→ **LIST OF TASKS**
(1) According to the storage blog posts, how many new virtual workstations were being deployed in bulk when the template problem came back?
(2) Extend the storage blog posts, beginning right after their final sentence.

-- Begin SELECTED PASSAGE --

Tag Archives: storage

Failed to deploy template (follow-up)

The workaround that I mentioned in this post turned out not to fix the problem as it has returned while doing a bulk deploy of 30 new virtual workstations. It is a nuisance but not blocking because I don’t use a non-persistent pool right now.

Next step will probably be to log a support call if we can’t find another possible solution.

Failed to deploy template: The virtual disk is either corrupted or not a supported format

Ran into this error when I was at a customer site and found that there is not a lot of information available online. The first post that I found describing the error was on VM/ETC. Have not found a definitive solution yet as I first suspected something had gone wrong with a snapshot on the particular template I was using. Built a new template and did not run into the error for a couple of days.

Then I found these posts (post 1, post 2) on the VMware Forums and have tried the workaround mentioned in this comment as the template and the VM’s to be generated from this template were located on the same LUN.

The error has not turned up since but it stayed away for a couple of days last time.

SMB virtualization with Equallogic PS5000E

I am currently working on an SMB design which will probably include a Dell/Equallogic PS5000E unit. As this unit works with 7200rpm SATA disks it will be interesting to see if the performance is on par with all the metrics that we collected.

-- End SELECTED PASSAGE --
-- Begin DATA EXCERPTS --

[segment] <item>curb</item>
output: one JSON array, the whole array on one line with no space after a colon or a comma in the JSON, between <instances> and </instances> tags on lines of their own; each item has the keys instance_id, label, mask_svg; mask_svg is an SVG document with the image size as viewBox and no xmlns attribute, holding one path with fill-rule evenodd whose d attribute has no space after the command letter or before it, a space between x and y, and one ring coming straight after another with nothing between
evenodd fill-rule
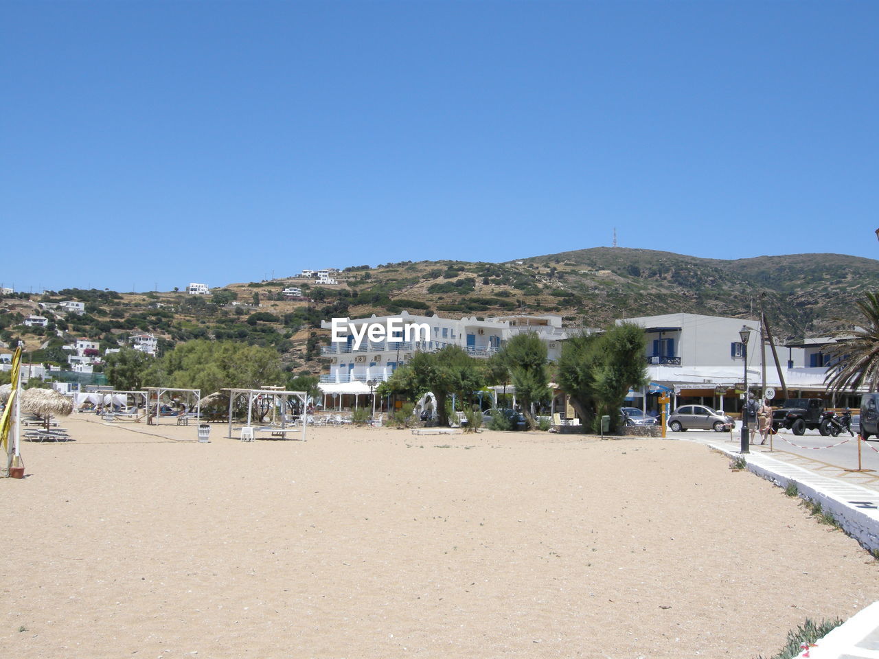
<instances>
[{"instance_id":1,"label":"curb","mask_svg":"<svg viewBox=\"0 0 879 659\"><path fill-rule=\"evenodd\" d=\"M781 462L763 454L742 455L737 451L708 443L706 445L730 458L745 458L748 471L787 488L791 482L802 498L820 503L830 512L842 530L854 538L864 549L879 552L879 493L860 485L840 482L839 479L819 476L802 467Z\"/></svg>"},{"instance_id":2,"label":"curb","mask_svg":"<svg viewBox=\"0 0 879 659\"><path fill-rule=\"evenodd\" d=\"M879 602L861 609L798 657L810 659L879 659Z\"/></svg>"}]
</instances>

-- End DATA EXCERPTS --

→ **ANSWERS FOR THE EXERCISE**
(1) 30

(2)
If it works like we have calculated that it will it could make the cornerstone of a very nice standardized SMB virtualization design.

Storage network switching will be done by Cisco 3750 switches as they are proven technology. In the ideal world it would be nice to have a side by side comparison of 3750’s with cheaper alternatives like the PowerConnect 6224 or comparable ProCurve’s but for now the 3750’s will do nicely.

All is well and we still love ESX

Well, in the end it didn’t need an official response from VMware to solve the problem:

It seems that our troubleshooting efforts (rescanning, resignaturing and rebooting the servers somehow fixed the problem). We checked the /var/log/vmkernel and found that after setting LVM.EnableResignature to on and LVM.DisallowSnapshotLUN to off the host already saw the LUN’s as regular LUN’s in stead of snapshots but we weren’t able to rename them.

At first we thought the two problems to be related but this morning (after sleeping over it) we started to look in another direction and found an orphaned Shared Storage resource that probably wasn’t cleaned up correctly by ESX with the rescan of the storage.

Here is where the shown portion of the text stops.